• _Activity_: Below are the entries; set down each of them exactly.

Dataset entries
——————

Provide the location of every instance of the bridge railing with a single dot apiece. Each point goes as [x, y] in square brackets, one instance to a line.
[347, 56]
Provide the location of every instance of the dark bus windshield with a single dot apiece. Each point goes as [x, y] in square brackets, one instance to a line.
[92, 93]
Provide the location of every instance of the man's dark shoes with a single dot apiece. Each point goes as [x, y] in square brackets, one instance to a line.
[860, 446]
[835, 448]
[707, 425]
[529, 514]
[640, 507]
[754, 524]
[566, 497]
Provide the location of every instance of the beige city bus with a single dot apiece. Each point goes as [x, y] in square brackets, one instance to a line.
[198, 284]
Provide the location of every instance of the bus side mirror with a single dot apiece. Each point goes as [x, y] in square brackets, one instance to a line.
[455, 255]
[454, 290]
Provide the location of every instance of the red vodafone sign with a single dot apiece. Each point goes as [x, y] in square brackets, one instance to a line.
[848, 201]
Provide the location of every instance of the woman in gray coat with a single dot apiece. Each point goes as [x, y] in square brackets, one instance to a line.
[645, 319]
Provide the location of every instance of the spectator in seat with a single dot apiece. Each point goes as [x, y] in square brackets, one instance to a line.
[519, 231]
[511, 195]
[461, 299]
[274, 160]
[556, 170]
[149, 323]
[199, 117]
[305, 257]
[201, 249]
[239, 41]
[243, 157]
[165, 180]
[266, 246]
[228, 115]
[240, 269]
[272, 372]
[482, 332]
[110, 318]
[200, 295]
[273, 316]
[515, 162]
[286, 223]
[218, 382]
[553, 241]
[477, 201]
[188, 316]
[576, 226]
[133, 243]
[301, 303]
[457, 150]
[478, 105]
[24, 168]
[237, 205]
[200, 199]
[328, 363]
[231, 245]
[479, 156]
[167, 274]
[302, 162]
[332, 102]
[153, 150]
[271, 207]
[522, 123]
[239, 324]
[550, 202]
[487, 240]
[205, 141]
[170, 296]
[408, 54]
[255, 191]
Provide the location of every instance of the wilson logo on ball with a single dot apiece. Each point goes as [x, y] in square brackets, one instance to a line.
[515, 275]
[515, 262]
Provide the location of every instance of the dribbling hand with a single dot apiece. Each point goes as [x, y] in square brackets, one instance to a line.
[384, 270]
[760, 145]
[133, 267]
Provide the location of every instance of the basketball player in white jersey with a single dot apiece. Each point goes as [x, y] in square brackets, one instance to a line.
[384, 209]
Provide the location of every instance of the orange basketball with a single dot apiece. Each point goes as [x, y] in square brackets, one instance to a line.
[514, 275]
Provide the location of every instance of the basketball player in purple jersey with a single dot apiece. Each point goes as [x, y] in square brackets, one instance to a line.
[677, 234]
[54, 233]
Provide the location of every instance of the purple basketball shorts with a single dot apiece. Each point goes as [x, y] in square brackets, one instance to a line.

——————

• _Solved problem_:
Provide the location of every instance of the bridge railing with a single dot apiece. Each point goes as [x, y] in square brackets, one instance to a line.
[347, 56]
Provide the location of every instance of the dark bus windshield with a single dot apiece. Each point goes as [x, y] in square brackets, one instance to a line.
[92, 93]
Provide the location of every instance of the man's dark shoes with a single dot apiece. Each point goes as [x, y] in square brackets, one instance to a line.
[860, 446]
[835, 448]
[707, 425]
[529, 514]
[640, 507]
[754, 524]
[566, 497]
Provide the location of every instance of the beige city bus with a single dot apiece. Each point goes as [x, y] in square brackets, one instance to a line.
[198, 284]
Provide the location of every instance of the bus side mirror with a single dot apiece. Each point goes as [x, y] in square brackets, one instance to a line.
[455, 255]
[454, 290]
Provide the location of every instance of the red vodafone sign with a single dot apiece. Each point goes as [x, y] in square brackets, one instance to a line.
[848, 201]
Provide the location of every instance of the woman in gray coat with a single dot apiece. Each point goes as [x, y] in square brackets, one instance to a line.
[645, 319]
Provide the location of every instance of the spectator in seat with a single dot apiece. Each point goes as [x, y] in square brackets, one instance to a line.
[519, 231]
[511, 195]
[461, 299]
[274, 160]
[556, 170]
[149, 323]
[199, 117]
[305, 257]
[201, 249]
[239, 41]
[243, 157]
[165, 180]
[266, 246]
[228, 115]
[240, 269]
[272, 372]
[482, 332]
[110, 318]
[200, 295]
[273, 316]
[515, 162]
[286, 223]
[218, 382]
[553, 241]
[477, 201]
[188, 316]
[576, 226]
[133, 243]
[301, 303]
[457, 150]
[478, 105]
[24, 168]
[237, 205]
[200, 199]
[328, 363]
[231, 245]
[479, 156]
[167, 274]
[302, 162]
[332, 102]
[153, 150]
[271, 207]
[522, 123]
[239, 324]
[550, 202]
[487, 240]
[205, 141]
[170, 296]
[408, 54]
[255, 191]
Provide the location of every instance of the wilson logo on ball with a single dot apiece. Each point goes as [x, y] in square brackets, one instance to a line.
[515, 275]
[515, 262]
Provide the location of every instance of the dribbling hand with a single dot apiece. Each point goes as [x, y] in square brackets, one instance to a line.
[384, 270]
[760, 145]
[133, 267]
Provide the location of every instance of the basketball player in white jersey with a single dot apiece. Each point goes as [x, y] in square brackets, one instance to a line.
[384, 209]
Provide the location of every instance of the orange basketball with a single dot apiece. Each point goes as [x, y] in square brackets, one instance to a line.
[514, 275]
Provide the location of every instance of the basketball player in purple jersey with a single dot apiece. Each point goes as [x, y] in square brackets, one instance to a line.
[677, 234]
[54, 233]
Provide the location of every instance of the purple basketball shorts with a single dot apiece. Each point goes as [x, y] in square brackets, one instance to a line.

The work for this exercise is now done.